* [ПИСЬМЕННОЕ ЗАДАНИЕ A]:
Перечислите все значения, которыми в тексте о понятии «хунь дунь» передано греческое слово tarasso.

-------- ДОКУМЕНТ

Состояние озарения (сатори [ 89 ]) есть состояние «над бездной».

Итак, «смешанность» сама по себе еще не есть Хаос (Лао-цзы использует иероглиф хунь в значении таинственный, глубинный). Все смешано, но не все хаотично. Важно, чтобы смешано было в правильном порядке (как, скажем, в структуре белка – иначе не возникла бы жизнь). Для китайцев, судя по каноническим книгам, и термин «хунь дунь» означал первозданное состояние мира – Великое Единое, воплощение его полноты, чистоты, смешанной нерасчлененности.

Такое понимание Изначального обусловило и соответствующий тип отношения к миру, которое древние китайцы назвали «недеянием» (увэй), что определило дух китайской культуры и тех культур, которые оказались в сфере ее влияния.

И все же даже те, кто достаточно глубоко проник в даосизм, продолжают называть «хунь дунь» «хаосом». Не потому ли, что оба иероглифа означают «быть смешанным». А «смешанность» принято понимать как неупорядоченность. Давнее предубеждение (еще от Гомера: название «Тартар», где пребывают поверженные Зевсом титаны, происходит от греческого слова «мутить», «возмущать», «устраивать беспорядок» – tarasso).

Но смешанность смешанности рознь. Для аналитиков, привыкших дробить вещь, это хаос, где все перемешано, надо полагать, как попало. Для не-аналитиков – не как попало, а в истинном порядке, как в зародыше, в яйце. Именно такое понимание «хунь дунь» мы находим в известном мифе о Паньгу (появившемся в Китае несколько веков спустя после «Чжуан-цзы», как полагают, из Индии).

Небо и земля были некогда слиты воедино (хунь дунь), как куриное яйцо. Внутри него был порожден Паньгу (имя, которое, может быть, означает «свернувшаяся (в кольцо) древность»). Через 18 тысяч лет изначальная масса разделилась пополам на светлое, из чего образовались Небеса, и на темное и тяжелое, образовавшее Землю. Отмечая, что сюжет этого единственного мифа о творении в Китае (творении вселенной из тела Паньгу) скорее всего заимствован, Д. Бодде говорит и о близости китайцам «идеи первобытного яйца или мешка, расщепление которого дает возможность его неразделенному ранее содержимому обрести форму в виде организованной вселенной» [ 90 ].

----------------
-------- ИСХОДНЫЙ МАТЕРИАЛ

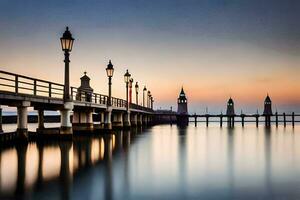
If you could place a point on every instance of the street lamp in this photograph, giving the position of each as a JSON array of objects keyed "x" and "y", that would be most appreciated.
[
  {"x": 67, "y": 45},
  {"x": 110, "y": 73},
  {"x": 130, "y": 90},
  {"x": 148, "y": 99},
  {"x": 152, "y": 100},
  {"x": 127, "y": 79},
  {"x": 144, "y": 100},
  {"x": 136, "y": 93}
]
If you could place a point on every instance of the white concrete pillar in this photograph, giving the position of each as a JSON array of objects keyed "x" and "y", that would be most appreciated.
[
  {"x": 140, "y": 119},
  {"x": 89, "y": 117},
  {"x": 117, "y": 120},
  {"x": 120, "y": 119},
  {"x": 76, "y": 117},
  {"x": 134, "y": 119},
  {"x": 65, "y": 114},
  {"x": 107, "y": 123},
  {"x": 1, "y": 130},
  {"x": 127, "y": 123},
  {"x": 102, "y": 119},
  {"x": 145, "y": 120},
  {"x": 23, "y": 118},
  {"x": 41, "y": 119}
]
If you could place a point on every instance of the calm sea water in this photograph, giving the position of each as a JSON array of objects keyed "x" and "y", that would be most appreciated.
[{"x": 162, "y": 162}]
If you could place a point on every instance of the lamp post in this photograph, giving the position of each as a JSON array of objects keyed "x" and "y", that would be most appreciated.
[
  {"x": 144, "y": 96},
  {"x": 110, "y": 73},
  {"x": 148, "y": 99},
  {"x": 130, "y": 90},
  {"x": 136, "y": 93},
  {"x": 127, "y": 79},
  {"x": 67, "y": 45}
]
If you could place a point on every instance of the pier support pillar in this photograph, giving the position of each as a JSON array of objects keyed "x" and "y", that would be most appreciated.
[
  {"x": 41, "y": 119},
  {"x": 134, "y": 119},
  {"x": 22, "y": 129},
  {"x": 267, "y": 120},
  {"x": 221, "y": 121},
  {"x": 1, "y": 130},
  {"x": 117, "y": 120},
  {"x": 127, "y": 123},
  {"x": 65, "y": 118},
  {"x": 293, "y": 119},
  {"x": 140, "y": 119},
  {"x": 145, "y": 120},
  {"x": 256, "y": 119},
  {"x": 243, "y": 120},
  {"x": 107, "y": 123},
  {"x": 83, "y": 119},
  {"x": 230, "y": 121},
  {"x": 207, "y": 121}
]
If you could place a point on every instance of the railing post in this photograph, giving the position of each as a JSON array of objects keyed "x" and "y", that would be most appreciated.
[
  {"x": 34, "y": 87},
  {"x": 50, "y": 85},
  {"x": 16, "y": 84}
]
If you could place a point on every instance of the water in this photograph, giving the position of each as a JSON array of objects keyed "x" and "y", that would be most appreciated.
[{"x": 162, "y": 162}]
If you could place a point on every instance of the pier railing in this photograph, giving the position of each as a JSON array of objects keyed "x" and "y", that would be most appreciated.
[
  {"x": 20, "y": 84},
  {"x": 86, "y": 96}
]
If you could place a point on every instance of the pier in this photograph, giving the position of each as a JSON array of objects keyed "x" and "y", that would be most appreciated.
[{"x": 23, "y": 92}]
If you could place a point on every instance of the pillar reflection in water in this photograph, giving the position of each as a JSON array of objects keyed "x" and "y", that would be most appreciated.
[
  {"x": 108, "y": 175},
  {"x": 182, "y": 158},
  {"x": 21, "y": 153},
  {"x": 65, "y": 175}
]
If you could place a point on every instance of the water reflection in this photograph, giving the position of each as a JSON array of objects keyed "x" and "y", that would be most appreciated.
[{"x": 161, "y": 162}]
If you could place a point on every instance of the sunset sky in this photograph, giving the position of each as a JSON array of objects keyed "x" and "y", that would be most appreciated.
[{"x": 213, "y": 48}]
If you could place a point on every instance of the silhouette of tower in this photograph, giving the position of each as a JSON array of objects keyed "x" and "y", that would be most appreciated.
[
  {"x": 182, "y": 103},
  {"x": 182, "y": 110},
  {"x": 84, "y": 92},
  {"x": 268, "y": 110},
  {"x": 230, "y": 112}
]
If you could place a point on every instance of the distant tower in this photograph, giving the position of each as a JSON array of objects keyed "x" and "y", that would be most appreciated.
[
  {"x": 230, "y": 112},
  {"x": 83, "y": 118},
  {"x": 182, "y": 103},
  {"x": 84, "y": 92},
  {"x": 268, "y": 110},
  {"x": 182, "y": 110}
]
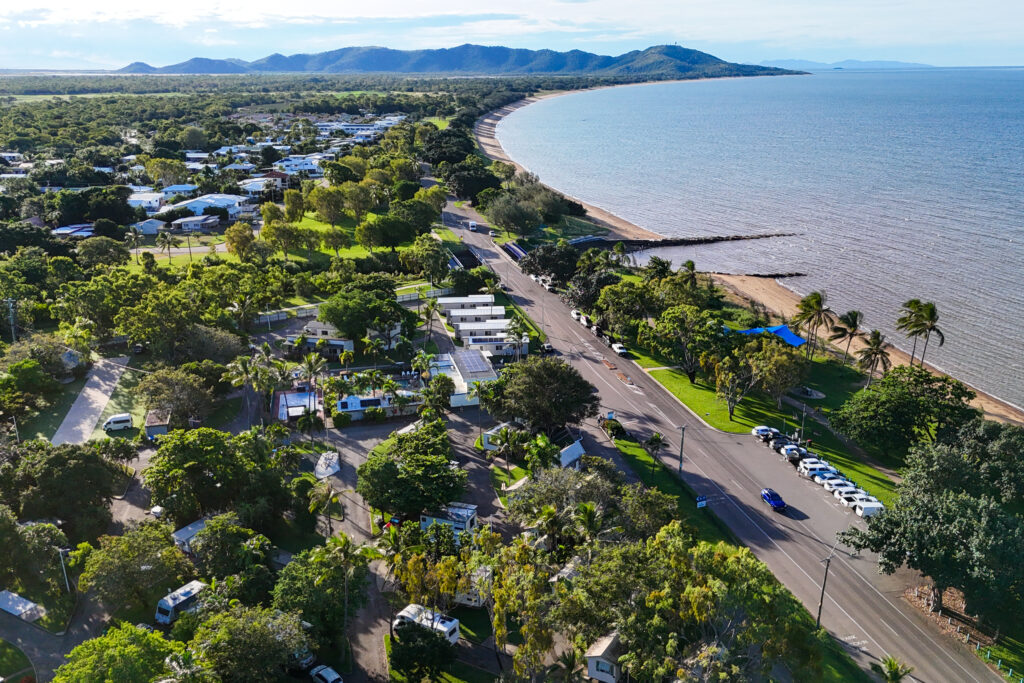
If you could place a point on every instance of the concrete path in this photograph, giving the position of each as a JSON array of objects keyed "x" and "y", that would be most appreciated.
[{"x": 84, "y": 414}]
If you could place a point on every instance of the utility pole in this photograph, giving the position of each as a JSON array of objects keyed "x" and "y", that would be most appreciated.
[
  {"x": 682, "y": 437},
  {"x": 10, "y": 314},
  {"x": 821, "y": 599}
]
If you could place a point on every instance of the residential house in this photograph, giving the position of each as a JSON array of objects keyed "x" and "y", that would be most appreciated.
[
  {"x": 150, "y": 226},
  {"x": 460, "y": 516},
  {"x": 464, "y": 367},
  {"x": 196, "y": 223},
  {"x": 602, "y": 658},
  {"x": 491, "y": 328},
  {"x": 475, "y": 314},
  {"x": 151, "y": 202},
  {"x": 471, "y": 301}
]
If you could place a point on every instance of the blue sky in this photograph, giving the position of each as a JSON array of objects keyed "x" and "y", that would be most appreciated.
[{"x": 103, "y": 34}]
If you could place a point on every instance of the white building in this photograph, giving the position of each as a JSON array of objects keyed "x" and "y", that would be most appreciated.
[
  {"x": 475, "y": 314},
  {"x": 602, "y": 659},
  {"x": 151, "y": 202},
  {"x": 471, "y": 301},
  {"x": 491, "y": 328}
]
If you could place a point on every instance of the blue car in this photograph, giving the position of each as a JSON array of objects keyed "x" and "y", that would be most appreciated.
[{"x": 773, "y": 500}]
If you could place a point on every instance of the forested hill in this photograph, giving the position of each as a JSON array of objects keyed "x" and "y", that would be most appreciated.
[{"x": 662, "y": 60}]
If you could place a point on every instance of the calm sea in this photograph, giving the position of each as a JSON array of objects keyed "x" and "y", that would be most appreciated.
[{"x": 897, "y": 184}]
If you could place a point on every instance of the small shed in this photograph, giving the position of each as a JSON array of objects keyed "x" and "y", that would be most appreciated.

----------------

* [ПИСЬМЕННОЕ ЗАДАНИЕ B]:
Соберите из записей все строки, где встречается слово «lamp». Регистр букв имеет значение.

* [ОТВЕТ НА ЗАДАНИЕ A]:
«мутить», «возмущать», «устраивать беспорядок»

* [ОТВЕТ НА ЗАДАНИЕ B]:
If you could place a point on every instance of the street lamp in this photograph, giving the position of each as a JSON array of objects keyed "x" and "y", that would be most appreciated.
If you could place a point on every instance of the lamp post in this photograph, giving the position of each as a JSON array of objects keyed "x" and "y", that would be most appreciated.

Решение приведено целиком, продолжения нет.